- [Instructions to follow]: Identify each line in the stored data below that contains the string "photograph" and copy those lines.

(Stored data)
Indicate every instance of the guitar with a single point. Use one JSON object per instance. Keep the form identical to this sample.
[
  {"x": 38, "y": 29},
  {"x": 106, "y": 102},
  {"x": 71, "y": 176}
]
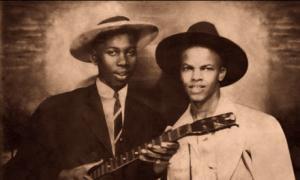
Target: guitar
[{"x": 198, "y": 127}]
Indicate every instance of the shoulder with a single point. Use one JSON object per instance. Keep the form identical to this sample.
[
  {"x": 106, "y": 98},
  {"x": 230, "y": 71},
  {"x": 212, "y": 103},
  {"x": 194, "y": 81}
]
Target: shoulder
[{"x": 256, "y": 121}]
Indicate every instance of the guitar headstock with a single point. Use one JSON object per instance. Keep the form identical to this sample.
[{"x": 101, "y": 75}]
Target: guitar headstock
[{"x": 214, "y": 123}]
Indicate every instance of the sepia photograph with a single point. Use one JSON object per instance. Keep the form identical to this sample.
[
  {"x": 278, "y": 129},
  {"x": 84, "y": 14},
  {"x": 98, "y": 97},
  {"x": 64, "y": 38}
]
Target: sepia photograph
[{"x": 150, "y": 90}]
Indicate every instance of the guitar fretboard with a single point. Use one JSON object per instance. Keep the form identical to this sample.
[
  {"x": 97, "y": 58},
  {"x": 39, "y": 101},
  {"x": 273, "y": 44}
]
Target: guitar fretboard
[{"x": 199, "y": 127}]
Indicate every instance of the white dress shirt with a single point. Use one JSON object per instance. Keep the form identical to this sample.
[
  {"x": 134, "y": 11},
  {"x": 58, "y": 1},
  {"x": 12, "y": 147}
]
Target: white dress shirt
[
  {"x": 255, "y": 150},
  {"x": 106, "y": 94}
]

...

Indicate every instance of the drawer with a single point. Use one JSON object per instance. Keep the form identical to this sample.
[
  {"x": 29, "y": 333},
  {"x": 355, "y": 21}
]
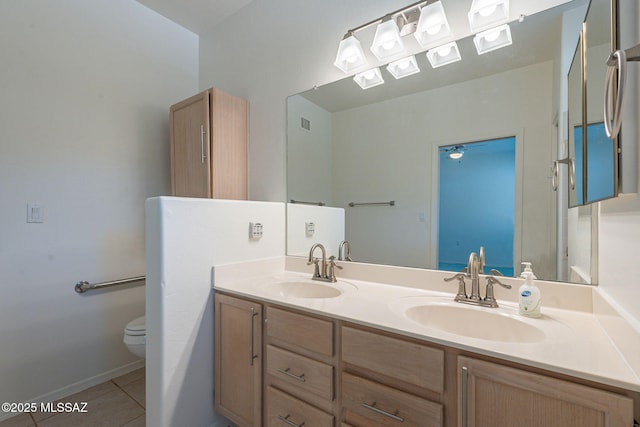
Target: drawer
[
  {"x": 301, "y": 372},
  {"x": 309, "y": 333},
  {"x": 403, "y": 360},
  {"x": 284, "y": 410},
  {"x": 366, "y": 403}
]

- [Full answer]:
Indicate every instance of the sepia photograph with a single point. Use one JSON object per instance. Keep the form identical to this sample.
Target: sepia photograph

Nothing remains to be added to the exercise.